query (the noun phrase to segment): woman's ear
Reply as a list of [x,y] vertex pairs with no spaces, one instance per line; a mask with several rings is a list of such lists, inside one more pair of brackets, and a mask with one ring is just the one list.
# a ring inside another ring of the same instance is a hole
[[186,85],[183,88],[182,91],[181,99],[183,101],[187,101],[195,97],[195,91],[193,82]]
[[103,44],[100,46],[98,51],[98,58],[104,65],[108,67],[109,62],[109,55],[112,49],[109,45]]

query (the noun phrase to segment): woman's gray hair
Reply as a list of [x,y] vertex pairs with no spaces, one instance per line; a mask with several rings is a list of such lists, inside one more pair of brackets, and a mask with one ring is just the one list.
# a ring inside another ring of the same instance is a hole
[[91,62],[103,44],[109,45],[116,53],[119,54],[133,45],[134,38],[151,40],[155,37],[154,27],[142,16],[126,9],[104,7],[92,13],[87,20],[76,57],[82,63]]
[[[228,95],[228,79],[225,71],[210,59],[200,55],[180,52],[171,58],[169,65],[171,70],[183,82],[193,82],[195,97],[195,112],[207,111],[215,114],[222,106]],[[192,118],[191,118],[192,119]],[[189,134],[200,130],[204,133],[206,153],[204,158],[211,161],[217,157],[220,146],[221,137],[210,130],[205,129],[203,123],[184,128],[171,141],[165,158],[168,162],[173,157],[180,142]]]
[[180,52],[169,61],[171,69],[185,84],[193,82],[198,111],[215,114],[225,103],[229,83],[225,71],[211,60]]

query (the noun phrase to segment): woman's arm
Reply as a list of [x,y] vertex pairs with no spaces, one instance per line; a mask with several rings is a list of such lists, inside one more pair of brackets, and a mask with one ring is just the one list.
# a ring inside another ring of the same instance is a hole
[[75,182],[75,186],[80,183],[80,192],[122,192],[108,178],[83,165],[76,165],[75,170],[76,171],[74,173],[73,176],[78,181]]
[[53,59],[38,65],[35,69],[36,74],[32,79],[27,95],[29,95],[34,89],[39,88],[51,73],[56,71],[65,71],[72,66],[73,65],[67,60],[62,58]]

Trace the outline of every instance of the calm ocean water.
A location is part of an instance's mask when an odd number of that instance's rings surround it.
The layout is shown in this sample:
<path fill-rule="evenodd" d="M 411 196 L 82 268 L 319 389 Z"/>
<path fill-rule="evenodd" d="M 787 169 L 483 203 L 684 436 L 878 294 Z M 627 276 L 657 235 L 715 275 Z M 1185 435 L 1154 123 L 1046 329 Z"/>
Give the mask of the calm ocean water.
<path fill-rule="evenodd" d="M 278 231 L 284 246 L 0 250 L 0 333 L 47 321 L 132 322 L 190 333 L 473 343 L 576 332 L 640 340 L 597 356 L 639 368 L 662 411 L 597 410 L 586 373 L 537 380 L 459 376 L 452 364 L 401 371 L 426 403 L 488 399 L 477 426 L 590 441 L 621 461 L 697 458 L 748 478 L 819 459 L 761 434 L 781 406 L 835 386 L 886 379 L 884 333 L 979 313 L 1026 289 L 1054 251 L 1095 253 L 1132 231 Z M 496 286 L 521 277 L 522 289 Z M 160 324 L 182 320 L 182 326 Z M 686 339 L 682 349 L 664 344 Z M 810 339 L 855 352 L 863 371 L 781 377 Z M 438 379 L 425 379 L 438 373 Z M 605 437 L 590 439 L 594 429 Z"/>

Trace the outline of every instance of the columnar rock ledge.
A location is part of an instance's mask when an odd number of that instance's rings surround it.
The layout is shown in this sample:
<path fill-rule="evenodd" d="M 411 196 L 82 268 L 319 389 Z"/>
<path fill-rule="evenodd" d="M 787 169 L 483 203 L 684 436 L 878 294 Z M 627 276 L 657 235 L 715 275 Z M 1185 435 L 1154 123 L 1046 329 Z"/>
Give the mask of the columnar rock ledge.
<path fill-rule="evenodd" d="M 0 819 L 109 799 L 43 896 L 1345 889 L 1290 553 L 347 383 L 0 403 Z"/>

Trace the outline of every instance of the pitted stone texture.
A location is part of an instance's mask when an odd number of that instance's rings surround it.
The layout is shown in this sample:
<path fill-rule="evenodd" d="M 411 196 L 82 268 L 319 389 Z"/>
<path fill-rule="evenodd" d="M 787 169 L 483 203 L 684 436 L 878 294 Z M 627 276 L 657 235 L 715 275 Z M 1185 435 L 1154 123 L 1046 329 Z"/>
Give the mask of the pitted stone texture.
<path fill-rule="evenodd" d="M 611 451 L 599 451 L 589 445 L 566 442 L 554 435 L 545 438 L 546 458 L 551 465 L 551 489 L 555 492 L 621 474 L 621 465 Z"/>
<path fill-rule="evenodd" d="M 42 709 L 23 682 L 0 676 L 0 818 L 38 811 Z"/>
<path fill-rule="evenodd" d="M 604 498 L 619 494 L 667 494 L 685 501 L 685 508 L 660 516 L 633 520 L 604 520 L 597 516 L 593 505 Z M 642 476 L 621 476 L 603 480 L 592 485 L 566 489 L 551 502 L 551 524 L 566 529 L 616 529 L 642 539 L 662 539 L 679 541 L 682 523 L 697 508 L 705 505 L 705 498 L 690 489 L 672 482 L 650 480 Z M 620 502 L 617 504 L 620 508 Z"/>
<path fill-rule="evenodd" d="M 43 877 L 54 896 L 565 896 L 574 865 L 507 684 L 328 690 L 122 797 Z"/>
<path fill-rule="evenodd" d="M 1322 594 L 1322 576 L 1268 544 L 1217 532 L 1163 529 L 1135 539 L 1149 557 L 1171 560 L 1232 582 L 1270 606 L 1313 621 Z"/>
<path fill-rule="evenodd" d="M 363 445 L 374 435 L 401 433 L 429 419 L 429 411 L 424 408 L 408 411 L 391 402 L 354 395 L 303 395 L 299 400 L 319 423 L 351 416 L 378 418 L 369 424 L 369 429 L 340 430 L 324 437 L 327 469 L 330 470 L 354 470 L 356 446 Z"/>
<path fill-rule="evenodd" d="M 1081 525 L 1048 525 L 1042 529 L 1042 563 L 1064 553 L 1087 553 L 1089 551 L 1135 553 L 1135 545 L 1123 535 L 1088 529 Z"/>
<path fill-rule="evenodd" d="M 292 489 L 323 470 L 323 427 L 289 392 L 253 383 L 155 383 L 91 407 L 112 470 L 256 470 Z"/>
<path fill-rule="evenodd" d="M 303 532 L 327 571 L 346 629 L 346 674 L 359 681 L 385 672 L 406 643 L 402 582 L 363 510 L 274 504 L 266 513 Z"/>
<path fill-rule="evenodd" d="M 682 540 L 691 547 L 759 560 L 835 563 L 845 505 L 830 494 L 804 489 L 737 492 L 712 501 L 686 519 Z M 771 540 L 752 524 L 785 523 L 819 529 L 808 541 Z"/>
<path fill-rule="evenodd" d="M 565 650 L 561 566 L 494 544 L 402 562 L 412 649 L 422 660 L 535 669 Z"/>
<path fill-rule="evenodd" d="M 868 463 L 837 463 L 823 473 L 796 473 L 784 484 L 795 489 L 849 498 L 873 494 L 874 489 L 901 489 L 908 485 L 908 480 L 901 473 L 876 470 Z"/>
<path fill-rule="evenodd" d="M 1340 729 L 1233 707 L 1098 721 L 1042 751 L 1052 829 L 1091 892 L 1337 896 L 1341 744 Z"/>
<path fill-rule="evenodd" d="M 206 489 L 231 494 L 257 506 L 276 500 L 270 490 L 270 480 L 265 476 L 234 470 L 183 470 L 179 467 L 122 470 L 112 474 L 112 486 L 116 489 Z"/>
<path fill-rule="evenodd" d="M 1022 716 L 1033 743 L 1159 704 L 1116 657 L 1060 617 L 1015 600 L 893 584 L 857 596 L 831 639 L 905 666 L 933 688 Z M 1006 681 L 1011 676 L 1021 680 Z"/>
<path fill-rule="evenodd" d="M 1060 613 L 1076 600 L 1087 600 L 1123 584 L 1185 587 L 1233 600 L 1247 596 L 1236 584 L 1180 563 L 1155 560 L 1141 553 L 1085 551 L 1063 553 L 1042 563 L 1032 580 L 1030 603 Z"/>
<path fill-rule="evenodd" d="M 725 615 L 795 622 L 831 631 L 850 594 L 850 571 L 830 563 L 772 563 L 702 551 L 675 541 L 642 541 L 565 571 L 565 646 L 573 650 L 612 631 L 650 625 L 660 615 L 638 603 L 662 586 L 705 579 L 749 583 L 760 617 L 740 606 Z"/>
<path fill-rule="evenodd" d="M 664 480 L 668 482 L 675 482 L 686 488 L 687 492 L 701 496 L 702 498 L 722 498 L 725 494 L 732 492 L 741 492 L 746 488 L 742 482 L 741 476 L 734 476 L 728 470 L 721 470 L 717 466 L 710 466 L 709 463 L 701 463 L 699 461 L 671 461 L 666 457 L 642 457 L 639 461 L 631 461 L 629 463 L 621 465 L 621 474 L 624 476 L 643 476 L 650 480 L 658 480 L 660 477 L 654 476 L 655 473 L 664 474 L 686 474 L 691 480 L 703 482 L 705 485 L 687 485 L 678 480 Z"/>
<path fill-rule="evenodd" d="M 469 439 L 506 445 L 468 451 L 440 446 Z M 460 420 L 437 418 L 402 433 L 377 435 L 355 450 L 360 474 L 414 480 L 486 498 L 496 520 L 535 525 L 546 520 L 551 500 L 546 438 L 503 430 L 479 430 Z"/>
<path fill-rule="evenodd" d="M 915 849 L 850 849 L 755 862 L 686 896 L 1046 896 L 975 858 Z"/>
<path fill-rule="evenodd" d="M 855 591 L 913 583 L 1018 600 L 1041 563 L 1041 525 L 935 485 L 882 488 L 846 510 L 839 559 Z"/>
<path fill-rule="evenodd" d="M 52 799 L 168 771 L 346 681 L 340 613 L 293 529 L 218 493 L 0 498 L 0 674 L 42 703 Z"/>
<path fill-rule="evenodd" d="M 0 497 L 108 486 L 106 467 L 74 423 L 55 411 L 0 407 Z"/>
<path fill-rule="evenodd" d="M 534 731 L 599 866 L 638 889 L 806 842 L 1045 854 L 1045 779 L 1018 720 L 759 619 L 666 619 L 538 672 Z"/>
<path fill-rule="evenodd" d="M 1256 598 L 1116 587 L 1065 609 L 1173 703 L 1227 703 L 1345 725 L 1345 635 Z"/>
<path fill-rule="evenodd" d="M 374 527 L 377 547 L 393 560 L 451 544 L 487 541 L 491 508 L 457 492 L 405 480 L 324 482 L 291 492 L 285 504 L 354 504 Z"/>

....

=== YOUR GOAL ===
Rewrite the material above, from the line with "Trace the outline of every instance of the pitted" to the line with "43 877 L 54", as a two-column CSV headed task and value. Each task gets one row with its answer beside it, every field is in double quotes, and line breaks are replaced with spaces.

=== RESPONSE BELOW ===
task,value
"Trace the outline of every instance of the pitted stone texture. A location is part of an instance's mask when an odd number of that instance's rings surround it. The layout is shown in this sample: <path fill-rule=""evenodd"" d=""M 411 196 L 82 268 L 319 389 Z""/> <path fill-rule=""evenodd"" d=""M 787 169 L 483 203 L 684 436 L 878 294 Z M 627 276 L 657 235 L 715 275 Z M 1185 435 L 1154 123 L 1046 329 Z""/> Give the mask of the pitted stone texture.","<path fill-rule=""evenodd"" d=""M 611 451 L 599 451 L 589 445 L 566 442 L 554 435 L 545 438 L 546 458 L 551 465 L 551 489 L 555 492 L 621 474 L 621 465 Z""/> <path fill-rule=""evenodd"" d=""M 42 709 L 23 682 L 0 676 L 0 818 L 38 811 Z""/> <path fill-rule=""evenodd"" d=""M 604 498 L 619 494 L 667 494 L 685 501 L 685 508 L 660 516 L 633 520 L 604 520 L 597 516 L 593 505 Z M 642 476 L 621 476 L 603 480 L 592 485 L 566 489 L 551 502 L 551 524 L 566 529 L 616 529 L 642 539 L 662 539 L 679 541 L 682 523 L 697 508 L 705 505 L 705 498 L 690 489 L 672 482 L 650 480 Z M 620 502 L 617 504 L 620 508 Z""/> <path fill-rule=""evenodd"" d=""M 43 877 L 54 896 L 565 896 L 574 865 L 507 684 L 328 690 L 122 797 Z""/>"